### What is expected
In the data below, one line contains "[outline] region of hanging awning" and a later one contains "[outline] region of wooden boat". Print both, with every line between them, exactly and alone.

<<<<

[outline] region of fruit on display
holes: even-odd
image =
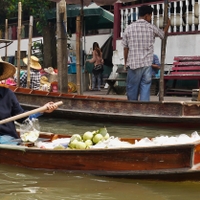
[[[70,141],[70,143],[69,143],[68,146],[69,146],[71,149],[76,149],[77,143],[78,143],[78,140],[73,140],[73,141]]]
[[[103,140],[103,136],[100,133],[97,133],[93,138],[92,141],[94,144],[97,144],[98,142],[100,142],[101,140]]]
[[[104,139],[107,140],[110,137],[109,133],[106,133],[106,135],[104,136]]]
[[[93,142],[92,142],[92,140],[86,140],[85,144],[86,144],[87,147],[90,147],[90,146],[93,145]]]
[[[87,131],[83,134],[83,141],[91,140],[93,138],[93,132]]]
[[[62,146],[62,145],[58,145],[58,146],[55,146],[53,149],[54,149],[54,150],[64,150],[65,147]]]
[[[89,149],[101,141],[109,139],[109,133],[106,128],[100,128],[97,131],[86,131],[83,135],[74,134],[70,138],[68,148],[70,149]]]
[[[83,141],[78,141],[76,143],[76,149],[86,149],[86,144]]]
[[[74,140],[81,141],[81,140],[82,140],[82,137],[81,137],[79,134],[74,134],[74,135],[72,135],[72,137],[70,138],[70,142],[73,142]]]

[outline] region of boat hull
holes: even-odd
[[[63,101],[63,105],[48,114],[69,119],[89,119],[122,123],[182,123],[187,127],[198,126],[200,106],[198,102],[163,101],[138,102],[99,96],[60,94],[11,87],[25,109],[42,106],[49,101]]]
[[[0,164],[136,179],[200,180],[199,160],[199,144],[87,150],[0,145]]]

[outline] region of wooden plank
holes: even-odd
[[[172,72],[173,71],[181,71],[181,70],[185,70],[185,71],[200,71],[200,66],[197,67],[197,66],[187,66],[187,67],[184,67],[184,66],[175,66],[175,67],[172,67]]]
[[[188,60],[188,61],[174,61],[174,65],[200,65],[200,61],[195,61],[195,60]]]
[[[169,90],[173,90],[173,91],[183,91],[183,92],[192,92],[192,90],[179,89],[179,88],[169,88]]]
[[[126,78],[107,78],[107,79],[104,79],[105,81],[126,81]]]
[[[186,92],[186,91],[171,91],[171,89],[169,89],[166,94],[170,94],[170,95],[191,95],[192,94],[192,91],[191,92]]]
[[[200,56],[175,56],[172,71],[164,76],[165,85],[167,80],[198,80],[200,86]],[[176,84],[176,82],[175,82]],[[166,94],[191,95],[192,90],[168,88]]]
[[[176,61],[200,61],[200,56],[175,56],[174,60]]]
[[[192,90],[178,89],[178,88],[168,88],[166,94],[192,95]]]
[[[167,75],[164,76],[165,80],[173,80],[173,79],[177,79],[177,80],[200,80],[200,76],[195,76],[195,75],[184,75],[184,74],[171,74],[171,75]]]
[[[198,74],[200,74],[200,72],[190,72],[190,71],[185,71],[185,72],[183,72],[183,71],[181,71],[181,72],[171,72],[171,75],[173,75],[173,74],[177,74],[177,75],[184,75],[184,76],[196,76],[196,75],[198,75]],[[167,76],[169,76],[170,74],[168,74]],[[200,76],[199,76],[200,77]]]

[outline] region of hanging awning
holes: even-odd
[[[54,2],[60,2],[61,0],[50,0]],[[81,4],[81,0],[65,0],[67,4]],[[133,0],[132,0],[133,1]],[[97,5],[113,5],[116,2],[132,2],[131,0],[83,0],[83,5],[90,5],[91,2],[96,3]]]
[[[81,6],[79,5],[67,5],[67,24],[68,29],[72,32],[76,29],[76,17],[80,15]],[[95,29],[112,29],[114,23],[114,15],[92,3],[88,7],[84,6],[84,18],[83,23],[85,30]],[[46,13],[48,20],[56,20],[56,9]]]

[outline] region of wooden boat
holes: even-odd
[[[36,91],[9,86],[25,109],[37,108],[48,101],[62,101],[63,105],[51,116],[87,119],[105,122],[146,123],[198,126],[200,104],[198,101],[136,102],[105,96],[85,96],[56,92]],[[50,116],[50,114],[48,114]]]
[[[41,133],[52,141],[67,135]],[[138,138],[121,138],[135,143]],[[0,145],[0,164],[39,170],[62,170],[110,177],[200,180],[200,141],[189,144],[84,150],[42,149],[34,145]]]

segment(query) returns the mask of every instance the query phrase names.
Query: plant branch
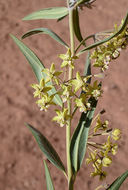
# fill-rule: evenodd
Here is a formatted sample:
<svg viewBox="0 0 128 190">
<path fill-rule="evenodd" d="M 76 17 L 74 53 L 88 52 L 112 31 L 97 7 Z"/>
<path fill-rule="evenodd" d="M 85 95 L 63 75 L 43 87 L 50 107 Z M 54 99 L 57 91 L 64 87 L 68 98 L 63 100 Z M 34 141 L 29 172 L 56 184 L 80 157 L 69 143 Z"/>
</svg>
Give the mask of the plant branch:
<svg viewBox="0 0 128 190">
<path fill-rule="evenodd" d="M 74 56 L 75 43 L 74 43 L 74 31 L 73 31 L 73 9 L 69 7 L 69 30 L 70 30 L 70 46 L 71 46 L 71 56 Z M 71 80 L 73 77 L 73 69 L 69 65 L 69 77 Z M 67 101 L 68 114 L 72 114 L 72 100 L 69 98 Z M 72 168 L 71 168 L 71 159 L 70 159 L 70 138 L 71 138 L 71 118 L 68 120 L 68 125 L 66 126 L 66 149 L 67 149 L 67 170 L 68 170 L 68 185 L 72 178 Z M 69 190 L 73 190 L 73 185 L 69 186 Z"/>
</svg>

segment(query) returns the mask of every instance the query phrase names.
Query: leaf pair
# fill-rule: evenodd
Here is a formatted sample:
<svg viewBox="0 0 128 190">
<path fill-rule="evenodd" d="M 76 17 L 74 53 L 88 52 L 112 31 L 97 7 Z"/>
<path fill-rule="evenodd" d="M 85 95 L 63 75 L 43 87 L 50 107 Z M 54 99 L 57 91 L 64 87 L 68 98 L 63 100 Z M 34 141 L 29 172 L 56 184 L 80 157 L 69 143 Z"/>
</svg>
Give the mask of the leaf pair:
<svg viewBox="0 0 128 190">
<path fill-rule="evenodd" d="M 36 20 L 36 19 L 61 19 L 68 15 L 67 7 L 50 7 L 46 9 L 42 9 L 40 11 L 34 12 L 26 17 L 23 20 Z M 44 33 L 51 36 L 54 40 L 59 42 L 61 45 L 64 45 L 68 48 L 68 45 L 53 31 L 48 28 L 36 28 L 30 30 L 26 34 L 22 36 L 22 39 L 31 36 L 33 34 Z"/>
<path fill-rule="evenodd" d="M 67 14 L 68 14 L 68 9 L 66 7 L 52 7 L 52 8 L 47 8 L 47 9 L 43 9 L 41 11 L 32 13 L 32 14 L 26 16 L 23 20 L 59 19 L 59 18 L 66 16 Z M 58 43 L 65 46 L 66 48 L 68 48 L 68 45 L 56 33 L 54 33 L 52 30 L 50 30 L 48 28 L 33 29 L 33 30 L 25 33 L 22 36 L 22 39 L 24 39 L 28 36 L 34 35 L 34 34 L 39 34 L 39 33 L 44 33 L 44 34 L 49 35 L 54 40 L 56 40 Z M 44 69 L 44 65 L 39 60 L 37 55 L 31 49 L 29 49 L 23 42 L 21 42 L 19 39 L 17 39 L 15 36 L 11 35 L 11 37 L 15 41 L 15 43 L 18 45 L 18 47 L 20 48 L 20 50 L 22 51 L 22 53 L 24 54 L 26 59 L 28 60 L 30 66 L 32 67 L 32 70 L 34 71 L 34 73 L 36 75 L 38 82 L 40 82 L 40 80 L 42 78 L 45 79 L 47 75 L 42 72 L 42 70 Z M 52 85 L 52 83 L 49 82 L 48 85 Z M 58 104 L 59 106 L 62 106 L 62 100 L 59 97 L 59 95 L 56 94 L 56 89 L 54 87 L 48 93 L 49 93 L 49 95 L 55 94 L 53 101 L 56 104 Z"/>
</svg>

>>>>
<<<<

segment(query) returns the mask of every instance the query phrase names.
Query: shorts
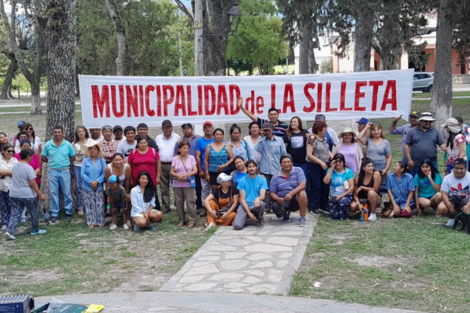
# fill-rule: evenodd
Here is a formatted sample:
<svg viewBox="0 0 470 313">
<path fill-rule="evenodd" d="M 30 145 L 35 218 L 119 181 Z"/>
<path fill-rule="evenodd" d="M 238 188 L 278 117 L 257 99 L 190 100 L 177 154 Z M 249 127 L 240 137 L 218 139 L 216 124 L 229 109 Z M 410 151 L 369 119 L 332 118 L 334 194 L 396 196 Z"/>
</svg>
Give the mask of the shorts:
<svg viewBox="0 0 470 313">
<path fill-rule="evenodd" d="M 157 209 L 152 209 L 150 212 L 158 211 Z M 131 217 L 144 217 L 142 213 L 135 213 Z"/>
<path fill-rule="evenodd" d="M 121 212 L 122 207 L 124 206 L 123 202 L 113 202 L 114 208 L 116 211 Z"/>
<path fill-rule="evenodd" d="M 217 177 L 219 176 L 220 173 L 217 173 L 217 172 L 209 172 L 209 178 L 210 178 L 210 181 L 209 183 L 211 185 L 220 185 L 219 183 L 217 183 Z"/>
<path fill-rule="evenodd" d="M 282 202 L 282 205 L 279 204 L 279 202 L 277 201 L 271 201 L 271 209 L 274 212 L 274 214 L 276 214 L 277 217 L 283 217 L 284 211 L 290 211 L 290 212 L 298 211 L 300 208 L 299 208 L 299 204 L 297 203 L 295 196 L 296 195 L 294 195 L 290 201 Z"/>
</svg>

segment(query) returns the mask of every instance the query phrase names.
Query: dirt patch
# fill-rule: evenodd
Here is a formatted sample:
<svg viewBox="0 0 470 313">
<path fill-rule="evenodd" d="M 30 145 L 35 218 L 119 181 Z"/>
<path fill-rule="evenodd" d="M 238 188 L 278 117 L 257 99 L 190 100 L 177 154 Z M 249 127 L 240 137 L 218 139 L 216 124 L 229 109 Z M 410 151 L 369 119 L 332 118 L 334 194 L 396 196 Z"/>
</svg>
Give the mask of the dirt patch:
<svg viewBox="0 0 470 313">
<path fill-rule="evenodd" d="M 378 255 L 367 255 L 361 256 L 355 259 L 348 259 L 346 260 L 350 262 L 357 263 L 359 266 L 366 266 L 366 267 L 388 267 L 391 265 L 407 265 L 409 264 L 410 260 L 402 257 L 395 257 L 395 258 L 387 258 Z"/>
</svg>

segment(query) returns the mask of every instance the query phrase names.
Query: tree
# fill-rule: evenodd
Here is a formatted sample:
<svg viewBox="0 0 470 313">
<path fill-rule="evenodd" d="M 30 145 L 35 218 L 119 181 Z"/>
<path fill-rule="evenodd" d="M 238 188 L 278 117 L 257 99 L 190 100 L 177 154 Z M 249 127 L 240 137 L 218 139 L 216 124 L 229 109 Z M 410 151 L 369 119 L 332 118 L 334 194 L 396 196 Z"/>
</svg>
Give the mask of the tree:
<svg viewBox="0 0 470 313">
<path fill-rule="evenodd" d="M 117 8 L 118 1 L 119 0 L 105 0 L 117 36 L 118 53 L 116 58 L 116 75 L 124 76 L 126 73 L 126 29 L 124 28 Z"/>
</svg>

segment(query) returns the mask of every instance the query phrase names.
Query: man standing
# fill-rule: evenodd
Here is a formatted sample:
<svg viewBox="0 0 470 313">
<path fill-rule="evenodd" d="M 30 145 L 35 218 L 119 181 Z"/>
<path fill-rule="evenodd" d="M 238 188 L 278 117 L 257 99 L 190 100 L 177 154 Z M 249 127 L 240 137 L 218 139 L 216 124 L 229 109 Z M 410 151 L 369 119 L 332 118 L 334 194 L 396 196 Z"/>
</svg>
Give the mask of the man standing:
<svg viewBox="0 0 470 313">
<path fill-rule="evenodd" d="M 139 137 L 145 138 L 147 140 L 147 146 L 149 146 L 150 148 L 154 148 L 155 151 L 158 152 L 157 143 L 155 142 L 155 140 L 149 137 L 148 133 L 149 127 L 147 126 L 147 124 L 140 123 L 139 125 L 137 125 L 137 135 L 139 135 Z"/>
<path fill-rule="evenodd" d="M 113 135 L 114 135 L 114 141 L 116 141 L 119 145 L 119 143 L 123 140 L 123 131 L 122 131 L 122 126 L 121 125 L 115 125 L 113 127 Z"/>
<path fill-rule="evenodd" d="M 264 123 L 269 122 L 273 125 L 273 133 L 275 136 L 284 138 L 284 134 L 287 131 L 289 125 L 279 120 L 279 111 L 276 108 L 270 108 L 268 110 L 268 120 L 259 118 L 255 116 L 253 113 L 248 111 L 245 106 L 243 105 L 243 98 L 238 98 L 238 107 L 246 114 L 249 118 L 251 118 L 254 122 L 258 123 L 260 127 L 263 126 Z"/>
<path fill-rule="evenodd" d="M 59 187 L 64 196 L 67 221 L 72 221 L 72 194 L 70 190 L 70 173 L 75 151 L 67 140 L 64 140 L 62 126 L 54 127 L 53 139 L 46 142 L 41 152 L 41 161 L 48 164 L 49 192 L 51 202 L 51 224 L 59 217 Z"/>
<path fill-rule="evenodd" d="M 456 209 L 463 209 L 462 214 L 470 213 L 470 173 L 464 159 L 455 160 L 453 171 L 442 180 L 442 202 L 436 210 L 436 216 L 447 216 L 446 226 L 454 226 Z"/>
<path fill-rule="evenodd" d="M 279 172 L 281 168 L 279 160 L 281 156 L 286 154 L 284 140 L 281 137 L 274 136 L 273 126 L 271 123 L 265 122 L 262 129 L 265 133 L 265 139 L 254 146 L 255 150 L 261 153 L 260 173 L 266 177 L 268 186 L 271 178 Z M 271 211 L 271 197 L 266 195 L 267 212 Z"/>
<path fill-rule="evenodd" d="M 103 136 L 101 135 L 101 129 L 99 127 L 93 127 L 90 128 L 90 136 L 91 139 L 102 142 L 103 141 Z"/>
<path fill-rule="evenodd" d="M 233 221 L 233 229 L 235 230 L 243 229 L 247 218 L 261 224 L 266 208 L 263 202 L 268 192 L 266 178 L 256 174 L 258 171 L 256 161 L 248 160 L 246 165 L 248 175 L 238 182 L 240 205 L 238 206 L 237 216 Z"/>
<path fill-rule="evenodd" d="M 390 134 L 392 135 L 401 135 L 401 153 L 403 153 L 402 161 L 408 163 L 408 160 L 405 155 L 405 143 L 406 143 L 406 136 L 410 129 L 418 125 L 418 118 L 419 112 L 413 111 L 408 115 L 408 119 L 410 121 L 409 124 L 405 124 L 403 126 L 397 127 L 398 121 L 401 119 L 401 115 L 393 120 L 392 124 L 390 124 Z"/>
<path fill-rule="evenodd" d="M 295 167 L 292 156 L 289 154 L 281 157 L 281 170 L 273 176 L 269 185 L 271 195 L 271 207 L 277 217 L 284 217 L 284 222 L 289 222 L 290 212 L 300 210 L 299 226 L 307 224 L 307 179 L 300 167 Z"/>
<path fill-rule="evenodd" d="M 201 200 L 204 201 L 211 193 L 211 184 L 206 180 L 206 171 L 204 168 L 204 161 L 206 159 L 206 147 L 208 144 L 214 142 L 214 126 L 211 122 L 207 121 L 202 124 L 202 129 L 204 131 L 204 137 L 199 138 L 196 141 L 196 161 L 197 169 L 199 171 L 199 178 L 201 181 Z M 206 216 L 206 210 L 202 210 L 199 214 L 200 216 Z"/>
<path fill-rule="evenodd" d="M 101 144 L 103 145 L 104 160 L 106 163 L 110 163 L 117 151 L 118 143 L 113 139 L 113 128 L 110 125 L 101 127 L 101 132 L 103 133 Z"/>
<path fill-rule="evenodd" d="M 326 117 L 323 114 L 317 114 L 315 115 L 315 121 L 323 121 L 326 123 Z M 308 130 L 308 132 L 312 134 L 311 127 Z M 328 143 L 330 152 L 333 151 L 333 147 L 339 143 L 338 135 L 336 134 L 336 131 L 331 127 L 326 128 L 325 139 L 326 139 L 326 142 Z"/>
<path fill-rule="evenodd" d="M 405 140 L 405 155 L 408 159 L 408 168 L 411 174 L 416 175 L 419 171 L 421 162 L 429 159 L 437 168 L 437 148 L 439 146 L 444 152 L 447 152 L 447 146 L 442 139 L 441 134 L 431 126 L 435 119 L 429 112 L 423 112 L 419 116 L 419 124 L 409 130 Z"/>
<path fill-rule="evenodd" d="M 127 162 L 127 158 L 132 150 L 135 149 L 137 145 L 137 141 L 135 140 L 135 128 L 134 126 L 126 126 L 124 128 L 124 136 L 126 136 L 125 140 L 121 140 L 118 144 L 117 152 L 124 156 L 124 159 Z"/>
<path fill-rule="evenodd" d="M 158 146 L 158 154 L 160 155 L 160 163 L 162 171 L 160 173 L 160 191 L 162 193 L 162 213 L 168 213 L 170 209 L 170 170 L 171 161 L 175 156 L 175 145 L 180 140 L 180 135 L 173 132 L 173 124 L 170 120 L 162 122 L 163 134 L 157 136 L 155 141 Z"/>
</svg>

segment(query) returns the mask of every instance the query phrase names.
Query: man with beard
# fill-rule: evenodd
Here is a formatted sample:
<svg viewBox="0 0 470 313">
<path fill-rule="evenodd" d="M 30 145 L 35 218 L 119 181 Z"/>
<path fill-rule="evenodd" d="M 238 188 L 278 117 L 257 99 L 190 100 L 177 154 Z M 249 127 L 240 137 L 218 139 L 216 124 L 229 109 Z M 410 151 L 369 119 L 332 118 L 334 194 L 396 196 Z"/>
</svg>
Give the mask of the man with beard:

>>>>

### Task answer
[outline] region of hanging awning
holes: even-odd
[[[54,2],[60,2],[61,0],[50,0]],[[81,4],[81,0],[65,0],[67,4]],[[133,0],[132,0],[133,1]],[[97,5],[113,5],[116,2],[132,2],[131,0],[83,0],[83,5],[90,5],[91,2],[96,3]]]
[[[81,6],[79,5],[67,5],[67,24],[68,29],[72,32],[76,29],[76,17],[80,15]],[[95,29],[112,29],[114,23],[114,15],[92,3],[88,7],[84,6],[84,18],[83,23],[85,30]],[[46,13],[48,20],[56,20],[56,9]]]

[outline] region of wooden boat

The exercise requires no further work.